Apply what you read:
1. Name every organization or publication that the article about Huya's South Korean partnership mentions by name.
2. In the Huya partnership article, reproduce everything from "HONG KONG –" down to "developing them elsewhere.".

Study text:
....
HONG KONG – Chinese biopharma company Huya Bioscience International LLC extended its global partnership and commercialization business model to South Korea, looking to replicate the success it has had taking promising compounds from one country – mostly China – and developing them elsewhere.

That South Korean expansion will come through a partnership with the Korean Drug Development Fund (KDDF), a $1 billion government-backed fund tasked with driving biopharmaceutical development in the country. The agreement allows Huya to form partnerships with local companies and research institutions to accelerate the development and commercialization of novel drugs developed in South Korea.

Huya previously established more than 100 agreements with Chinese universities and research institutes for the licensing of both preclinical- and clinical-stage compounds. By working with the KDDF, it is now adding another leading Asian group into its partnership roster – an institution that gives it access to hundreds of potential drug developers.

"The KDDF is a consortium comprised of three government agencies started with over a billion dollars in funds to support pharmaceutical development in Korea that can lead to the global markets. Their goal is to enhance product development and enterprise within Korea," Huya CEO Mireille Gillings told BioWorld Today. "The KDDF has supported a large number of compounds across multiple therapeutic areas, providing an attractive pool of drug candidates."
....
Raw data:
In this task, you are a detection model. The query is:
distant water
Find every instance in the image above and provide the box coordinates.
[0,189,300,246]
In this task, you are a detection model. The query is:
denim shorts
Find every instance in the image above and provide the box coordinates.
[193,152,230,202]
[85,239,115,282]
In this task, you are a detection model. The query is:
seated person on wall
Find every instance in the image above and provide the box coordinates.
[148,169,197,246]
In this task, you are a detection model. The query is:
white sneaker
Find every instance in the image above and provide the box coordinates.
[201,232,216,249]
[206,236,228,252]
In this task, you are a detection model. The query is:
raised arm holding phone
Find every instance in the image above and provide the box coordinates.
....
Results of the exercise:
1.
- Huya Bioscience International LLC
- Korean Drug Development Fund (KDDF)
- BioWorld Today

2.
HONG KONG – Chinese biopharma company Huya Bioscience International LLC extended its global partnership and commercialization business model to South Korea, looking to replicate the success it has had taking promising compounds from one country – mostly China – and developing them elsewhere.